** Start of Excerpted text **

# Couple more pics



## Dave Lyons (Jun 28, 2002)




----------



## bowhunter4life (Aug 23, 2003)

That is awesome! Thanks for sharing and hopefully everything keeps up for you. Seems like you having some great success.


----------



## Basilwilliam (Jul 22, 2004)

Is that a fox and a coyote in the first picture?


----------



## Dave Lyons (Jun 28, 2002)

YES,

The poor fox had a few teeth marks in is rear but very few. Then that coyote smelt what I had for him in the other dirthole and thought that would be better. THANK GOD!!!!!!!!!!

If you have ever seen a fox that has been destoryed by a coyote in as trap. There sure is a lot of RED everywhere and not just red fur.

Dave


----------



## Basilwilliam (Jul 22, 2004)

Thats awesome, Congradulations!! I wonder how many coyotes you cold have pulled if you would have had set out more traps in that same area.


----------



## Dave Lyons (Jun 28, 2002)

Basil,

There where more trap there I MISSED!!!!!! urgh

I did pull 7 reds off this location in one weeks time.

I don't have a pic of my red fox double taken the next day from that spot.

Dave


----------



## wyle_e_coyote (Aug 13, 2004)

Man Dave, You have some great pics. I can't believe the yote and fox, great catch. Keep those pics coming!


----------



## drwink (Oct 15, 2003)

I second that, I enjoyed the pheasant pic's too
No wonder the pheasants do well YOU CLEAN HOUSE !!!
Keep those pictures coming


----------



## phensway (Nov 30, 2004)

the coyote in the first picture looks huge... are they from a game camera or did you taket them yourself..... those are awesome


----------



## Dave Lyons (Jun 28, 2002)

Just a 35mm and I developed them to a disk.

It really wasn't that big just your normal coyote. The one in the other post the double on coyotes the one in the back was 50#. A big nasty old dog and he had no tail.

Dave


----------



## TrapperJohn (Jan 14, 2001)

Dave,

Great Double there! Been a long time since I've seen a Red & Coyote Double up here. Just don't have the number of Reds around.


----------



## fishing addict (Mar 15, 2003)

"Great job Dave."
What brand lure and bait do you use? Or do you make your own?
Have you had any problems with mange in your area? It has nearly wiped out the fox in this neighborhood.


----------



## tyke (Jul 10, 2004)

The fox the whippet took(what a sight to see!) was horribly mangey. I was told(w/the addition of"don't tell anybody I told you this!") that you could inject a chicken breast w/1/4 cc of ivomec & put out for fox.


----------



## 2-BIG (Oct 17, 2002)

Awesome pictures Dave! That fox looks a little bit nervous sitting next to that coyote! I have a lot of pic's from 35mm that I have on disc but I can't figure out how to post em on any of these sites.


----------



## Dave Lyons (Jun 28, 2002)

** End of Excerpted text **
** Start of Listed records **

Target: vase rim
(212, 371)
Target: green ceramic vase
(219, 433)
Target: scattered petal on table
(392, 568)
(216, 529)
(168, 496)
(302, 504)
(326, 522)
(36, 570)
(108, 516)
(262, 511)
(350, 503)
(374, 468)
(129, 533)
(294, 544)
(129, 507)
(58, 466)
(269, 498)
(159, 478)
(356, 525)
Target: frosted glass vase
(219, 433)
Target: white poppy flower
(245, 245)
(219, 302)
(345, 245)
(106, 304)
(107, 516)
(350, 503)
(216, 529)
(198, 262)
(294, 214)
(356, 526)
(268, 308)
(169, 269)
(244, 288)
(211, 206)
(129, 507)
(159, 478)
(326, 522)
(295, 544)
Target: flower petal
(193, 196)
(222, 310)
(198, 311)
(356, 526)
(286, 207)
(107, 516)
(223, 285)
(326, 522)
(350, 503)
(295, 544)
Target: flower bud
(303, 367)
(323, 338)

** End of Listed records **
** Start of Listed records **

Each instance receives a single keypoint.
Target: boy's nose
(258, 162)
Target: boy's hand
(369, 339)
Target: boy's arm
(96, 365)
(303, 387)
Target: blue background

** End of Listed records **
** Start of Listed records **

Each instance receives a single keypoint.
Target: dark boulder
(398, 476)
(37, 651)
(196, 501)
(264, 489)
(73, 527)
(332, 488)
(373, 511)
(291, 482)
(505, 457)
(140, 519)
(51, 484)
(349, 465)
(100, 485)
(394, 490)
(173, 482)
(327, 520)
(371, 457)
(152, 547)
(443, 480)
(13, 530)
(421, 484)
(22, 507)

** End of Listed records **

What is required -
According to the trapping thread, how many red foxes did Dave Lyons pull off the location in one week? Draw only on the trapping thread, not on the listing.

Output of the task -
Seven.